Collection entries
========================================

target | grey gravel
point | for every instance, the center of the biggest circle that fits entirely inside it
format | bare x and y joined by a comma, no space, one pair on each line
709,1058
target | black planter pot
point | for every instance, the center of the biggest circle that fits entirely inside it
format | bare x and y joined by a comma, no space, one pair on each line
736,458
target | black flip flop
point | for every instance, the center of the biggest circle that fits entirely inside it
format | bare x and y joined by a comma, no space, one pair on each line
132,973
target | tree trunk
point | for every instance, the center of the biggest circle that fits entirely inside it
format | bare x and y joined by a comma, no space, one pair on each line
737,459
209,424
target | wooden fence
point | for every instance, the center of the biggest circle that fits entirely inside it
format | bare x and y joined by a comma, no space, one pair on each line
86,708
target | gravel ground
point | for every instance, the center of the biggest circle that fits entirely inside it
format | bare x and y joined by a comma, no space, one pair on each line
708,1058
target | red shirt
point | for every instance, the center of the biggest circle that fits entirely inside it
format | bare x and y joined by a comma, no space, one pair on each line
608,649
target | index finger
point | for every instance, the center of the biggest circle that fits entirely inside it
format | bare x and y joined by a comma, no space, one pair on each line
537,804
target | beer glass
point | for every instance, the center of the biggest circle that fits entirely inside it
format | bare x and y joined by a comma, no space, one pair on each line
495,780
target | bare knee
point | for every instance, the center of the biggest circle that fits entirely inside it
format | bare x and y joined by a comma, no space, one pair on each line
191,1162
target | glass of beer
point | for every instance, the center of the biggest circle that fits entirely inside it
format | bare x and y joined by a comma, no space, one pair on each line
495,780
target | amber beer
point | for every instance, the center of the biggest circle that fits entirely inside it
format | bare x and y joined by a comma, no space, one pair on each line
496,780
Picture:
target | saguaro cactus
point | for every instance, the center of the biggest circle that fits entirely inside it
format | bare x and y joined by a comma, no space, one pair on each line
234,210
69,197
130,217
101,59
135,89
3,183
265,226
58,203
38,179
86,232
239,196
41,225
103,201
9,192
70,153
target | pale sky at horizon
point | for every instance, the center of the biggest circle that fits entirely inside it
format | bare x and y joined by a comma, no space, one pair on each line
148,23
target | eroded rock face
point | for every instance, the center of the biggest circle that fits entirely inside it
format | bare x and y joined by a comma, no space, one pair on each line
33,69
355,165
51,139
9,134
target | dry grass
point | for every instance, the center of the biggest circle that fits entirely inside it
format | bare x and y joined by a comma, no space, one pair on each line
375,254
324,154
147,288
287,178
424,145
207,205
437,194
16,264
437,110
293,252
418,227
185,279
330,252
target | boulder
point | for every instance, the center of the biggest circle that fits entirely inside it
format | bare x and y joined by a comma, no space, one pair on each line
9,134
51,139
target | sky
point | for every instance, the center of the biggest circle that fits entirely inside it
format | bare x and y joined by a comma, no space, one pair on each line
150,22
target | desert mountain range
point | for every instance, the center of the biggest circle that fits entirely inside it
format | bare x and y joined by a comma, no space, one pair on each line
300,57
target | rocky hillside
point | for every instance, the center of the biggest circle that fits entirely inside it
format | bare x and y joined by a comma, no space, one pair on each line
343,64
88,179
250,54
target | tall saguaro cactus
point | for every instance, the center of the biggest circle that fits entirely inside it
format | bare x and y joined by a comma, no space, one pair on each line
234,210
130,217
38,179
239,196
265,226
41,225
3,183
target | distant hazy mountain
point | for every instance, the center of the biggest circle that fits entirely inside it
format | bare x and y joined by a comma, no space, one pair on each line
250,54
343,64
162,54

========================================

Exercise objective » Restate the data word for word, leaving nothing out.

Answer for this exercise »
target | grey gravel
point | for every instance, the center of the biggest circle that fits entirely inside it
format | bare x and y joined by a comma, no space, one pair on each line
709,1058
target | black planter pot
point | for every instance, the center of the biggest circle that fits entirely inside it
format | bare x and y joined by a comma, no space, one pair on each line
736,458
target | black flip flop
point | for every instance, the center of the biggest circle that fits entirely inside it
format | bare x and y joined by a comma, no space, one pair on each line
132,973
target | tree trunk
point | for every instance, the center of the biggest circle that fits entirely inside it
format | bare x and y joined by a comma, no space, one pair on each line
737,459
209,424
target | wooden fence
point | for every instance, the center of the biggest circle that fits entirely inside it
format | bare x and y joined by a comma, no space, one pair on each line
86,708
target | gravel ground
point | for every instance, the center of the biggest circle that fits entirely inside it
format | bare x and y joined by a comma, no space, one pair on each line
708,1058
target | red shirt
point | for every instance, the center of the biggest circle that fits entirely inside it
format | bare x and y joined by a comma, no space, one pair on each line
608,649
target | index finger
point | for every instance, the center of the biggest circle that fits entirely inside it
format | bare x and y joined by a comma, no space, one pair on each line
537,804
target | beer glass
point | for every instance, the center of the biggest circle that fits entirely inside it
format | bare x and y joined by a comma, no space, one pair on each line
495,780
target | bare knee
point | for every instance, the center of the biggest circle that fits entirely inside it
format | bare x and y joined by a comma, no space, one pair on each line
191,1162
target | glass of beer
point | for every instance, the center of the biggest circle that fits entirely inside it
format | bare x and y joined by a comma, no space, one pair on each line
495,780
target | amber beer
point | for every instance, the center of the biggest circle that fits entirely inside it
format | bare x and y joined by a comma, no space, one pair on each line
496,780
Picture:
target | saguaro cactus
point | for every instance, the center of the biggest circle that fits entirely inside it
format | bare x and y joined by a comma, no space, one pair on each line
234,210
69,197
130,217
101,59
135,89
3,183
265,226
58,203
38,179
86,232
239,196
41,225
103,201
9,192
70,153
target | pale sky at horizon
point | for every instance, the center of the biggest circle that fits entirely inside it
format | bare x and y joined by a comma, no space, one pair on each line
148,23
target | eroded rock face
point | for every instance, the center of the biggest circle that fits entirely inside it
format | bare x and y joined by a comma, no space, one pair on each line
33,69
355,165
51,139
9,134
target | dry grass
point | for every instance, the center of the biggest circle that fits entirely inside it
format | bare x and y joined by a comma, no space, one pair on each line
375,254
324,154
147,288
287,178
424,145
207,205
437,194
16,264
437,110
293,252
418,227
185,279
330,252
target | boulder
point | for every instance, the center of the biggest circle that fits entirely inside it
format | bare x and y joined by a comma, no space, one pair on each line
9,134
51,139
target | sky
point | for every instance, the center of the biggest circle that fits entirely inside it
format | bare x and y joined by a comma, no space, one pair on each line
150,22
target | desert mountain range
point | for every instance, the center of the biggest circle that fits entirely inside it
format | bare x and y joined by a comma, no space, one pair on each line
300,57
target | rocky hillside
point | for every instance, the center of the biggest circle that fits entirely inside it
format | bare x and y joined by a comma, no space, one pair on each line
343,64
88,179
250,54
target | tall saguaro cactus
point | for every instance, the center of the biggest circle that fits entirely inside it
format | bare x and y joined by a comma, no space, one pair on each line
234,210
130,217
38,179
239,196
265,226
41,225
3,183
target | distant hazy mountain
point | for every instance, the center of the biggest circle that fits entirely inside it
format | bare x and y joined by a comma, no space, one pair on each line
250,54
343,64
162,54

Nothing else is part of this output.